» EXERCISE REQUIREMENTS
Could you quote the passage of the article on Armenia's real estate boom from "Prices, especially in" up to and including "for the economy.", word for word?

Armenian real estate market booms

eurasianet
Nov 9 2021
Ani Mejlumyan Nov 9, 2021

Central Yerevan (iStock/Getty)

In a slowing Armenian economy, one sector is showing unexpected growth: real estate.

While the country’s economic activity index measured 4.4 percent during the first three quarters of 2021, in the real estate sector the figure was over 16 percent.

Between January and September this year, the country saw 143,000 real estate transactions — more than 16 percent over the same period in 2020. Of all the deals, 37 percent represented property sales.

“September has been somewhat record-breaking in the real estate market. This is especially visible in the mortgage sector, which is growing fast,” Armen Nurbekyan, the head of the Central Bank’s macroeconomics department, told journalists on November 2.

“From February 2021, the real estate market started getting more active, the price drop that we had in 2020 slowly came back to normal and became equal with pre-COVID, pre-war times,” Suren Tovmasyan, the head of Armenia’s Cadastre Committee, told Public TV. “We see a positive tendency, if the economy and political situation remain stable, the market will keep growing,” said Tovmasyan.

Prices, especially in Yerevan where the activity is strongest, have been inching up. After a drop of 0.7 percent in the first quarter of 2021 compared to the previous quarter, prices increased 1.5 percent in the second quarter and 3.2 percent in the third.

“There is an unexpected growth in activity of the market; we didn’t expect that after the pandemic, and in this political situation,” Vahe Danielyan, a real estate agent, told Public TV. “I think prices will grow further.”

But the increase in activity may not be a good sign for the economy.

“The market has grown but it means that people don’t know where else to invest,” economist Suren Parsyan told Eurasianet. “Instead of investing in industries like manufacturing, trade, or services they are buying property because there is little trust that the economy will be stable.”

» SUPPLIED INFORMATION
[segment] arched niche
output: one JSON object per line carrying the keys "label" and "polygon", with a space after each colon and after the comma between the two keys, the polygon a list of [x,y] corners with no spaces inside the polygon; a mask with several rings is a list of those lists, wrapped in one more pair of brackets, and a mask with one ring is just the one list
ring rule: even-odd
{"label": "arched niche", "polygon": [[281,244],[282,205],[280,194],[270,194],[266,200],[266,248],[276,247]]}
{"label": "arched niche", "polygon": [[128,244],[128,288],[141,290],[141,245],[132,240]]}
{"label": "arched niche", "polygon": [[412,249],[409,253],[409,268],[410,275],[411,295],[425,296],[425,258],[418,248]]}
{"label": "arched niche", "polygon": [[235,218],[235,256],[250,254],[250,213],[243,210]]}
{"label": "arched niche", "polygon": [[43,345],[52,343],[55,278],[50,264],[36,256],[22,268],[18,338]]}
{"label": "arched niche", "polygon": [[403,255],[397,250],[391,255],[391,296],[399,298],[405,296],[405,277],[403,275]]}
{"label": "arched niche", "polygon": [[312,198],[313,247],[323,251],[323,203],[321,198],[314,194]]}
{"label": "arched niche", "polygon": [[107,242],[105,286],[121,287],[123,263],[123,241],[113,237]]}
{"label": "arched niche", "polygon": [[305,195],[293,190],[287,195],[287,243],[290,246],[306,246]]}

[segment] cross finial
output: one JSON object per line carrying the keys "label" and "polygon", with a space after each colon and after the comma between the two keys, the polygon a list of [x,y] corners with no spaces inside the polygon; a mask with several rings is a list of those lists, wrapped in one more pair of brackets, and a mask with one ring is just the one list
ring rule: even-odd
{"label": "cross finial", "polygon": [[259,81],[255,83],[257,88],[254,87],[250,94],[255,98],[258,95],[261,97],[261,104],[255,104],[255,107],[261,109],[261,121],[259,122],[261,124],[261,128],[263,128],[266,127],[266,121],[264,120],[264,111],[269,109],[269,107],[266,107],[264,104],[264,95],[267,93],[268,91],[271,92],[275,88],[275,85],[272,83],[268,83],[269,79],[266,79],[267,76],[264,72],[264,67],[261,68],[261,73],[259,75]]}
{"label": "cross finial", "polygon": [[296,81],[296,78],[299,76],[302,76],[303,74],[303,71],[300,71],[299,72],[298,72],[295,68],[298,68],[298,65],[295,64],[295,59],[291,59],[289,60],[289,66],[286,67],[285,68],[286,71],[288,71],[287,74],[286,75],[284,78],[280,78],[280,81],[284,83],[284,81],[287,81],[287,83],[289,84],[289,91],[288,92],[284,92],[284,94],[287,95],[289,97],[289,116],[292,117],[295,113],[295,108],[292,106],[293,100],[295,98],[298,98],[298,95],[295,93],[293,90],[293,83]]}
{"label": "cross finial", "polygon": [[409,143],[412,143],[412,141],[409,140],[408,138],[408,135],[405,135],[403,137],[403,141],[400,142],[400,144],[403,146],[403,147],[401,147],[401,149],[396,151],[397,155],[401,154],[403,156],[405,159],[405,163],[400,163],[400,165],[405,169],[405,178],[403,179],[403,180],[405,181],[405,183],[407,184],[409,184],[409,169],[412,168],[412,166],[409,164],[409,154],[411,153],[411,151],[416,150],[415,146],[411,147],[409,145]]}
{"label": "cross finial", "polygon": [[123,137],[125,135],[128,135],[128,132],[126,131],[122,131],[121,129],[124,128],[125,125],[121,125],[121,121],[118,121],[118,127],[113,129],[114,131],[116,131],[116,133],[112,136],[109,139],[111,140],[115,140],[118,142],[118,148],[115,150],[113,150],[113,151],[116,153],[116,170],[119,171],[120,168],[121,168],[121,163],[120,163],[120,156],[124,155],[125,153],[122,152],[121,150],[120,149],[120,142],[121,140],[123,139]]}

» RESPONSE
Prices, especially in Yerevan where the activity is strongest, have been inching up. After a drop of 0.7 percent in the first quarter of 2021 compared to the previous quarter, prices increased 1.5 percent in the second quarter and 3.2 percent in the third.

“There is an unexpected growth in activity of the market; we didn’t expect that after the pandemic, and in this political situation,” Vahe Danielyan, a real estate agent, told Public TV. “I think prices will grow further.”

But the increase in activity may not be a good sign for the economy.